## What to do
Would you repeat the listing exactly, without any of its images?

____ Records shown

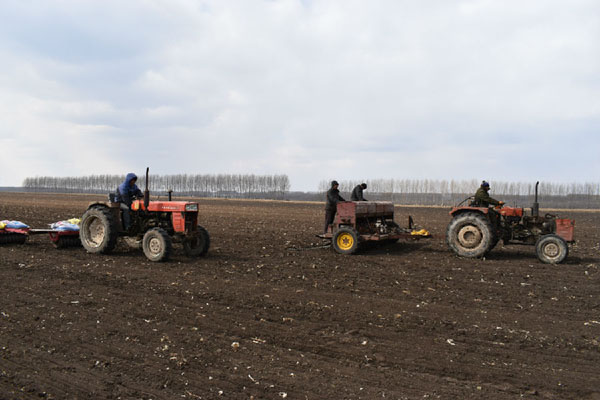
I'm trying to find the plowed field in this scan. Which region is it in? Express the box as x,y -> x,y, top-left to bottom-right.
1,192 -> 599,399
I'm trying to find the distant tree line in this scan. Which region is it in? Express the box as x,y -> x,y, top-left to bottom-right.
22,174 -> 291,199
317,179 -> 600,209
17,175 -> 600,208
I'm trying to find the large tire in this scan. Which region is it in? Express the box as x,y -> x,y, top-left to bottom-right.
183,225 -> 210,257
332,227 -> 359,255
142,228 -> 172,262
535,234 -> 568,264
80,206 -> 118,254
446,212 -> 493,258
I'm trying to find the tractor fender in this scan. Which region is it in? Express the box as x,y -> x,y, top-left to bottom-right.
84,201 -> 122,231
86,201 -> 119,210
449,206 -> 490,217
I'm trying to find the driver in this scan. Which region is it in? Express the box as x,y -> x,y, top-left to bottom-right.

________

## Written response
I'm trying to find the plowed field in this scan. Which region is it in? Express the box as x,y -> x,y, top-left to bottom-right.
1,192 -> 599,399
I'm trying to find the distant tree line in this scan. Which region is it in? Express the box as x,y -> x,y, top-left to bottom-right.
22,174 -> 291,199
317,179 -> 600,209
17,175 -> 600,208
I'm trying to find the large tire in this scan. Which region is it in? Express the box as x,y -> x,y, top-left to bottom-right.
183,225 -> 210,257
332,227 -> 359,255
142,228 -> 172,262
535,234 -> 568,264
80,206 -> 118,254
446,212 -> 493,258
I'm trying to find the tractor fender in this scan. Which region is it in? Express the box as x,y -> x,y, top-left to bottom-right.
84,201 -> 122,231
86,201 -> 119,210
449,206 -> 490,217
I'm trying to find the driver in this scan. Which region is it in? Express the box as x,y -> x,y, top-left to bottom-right.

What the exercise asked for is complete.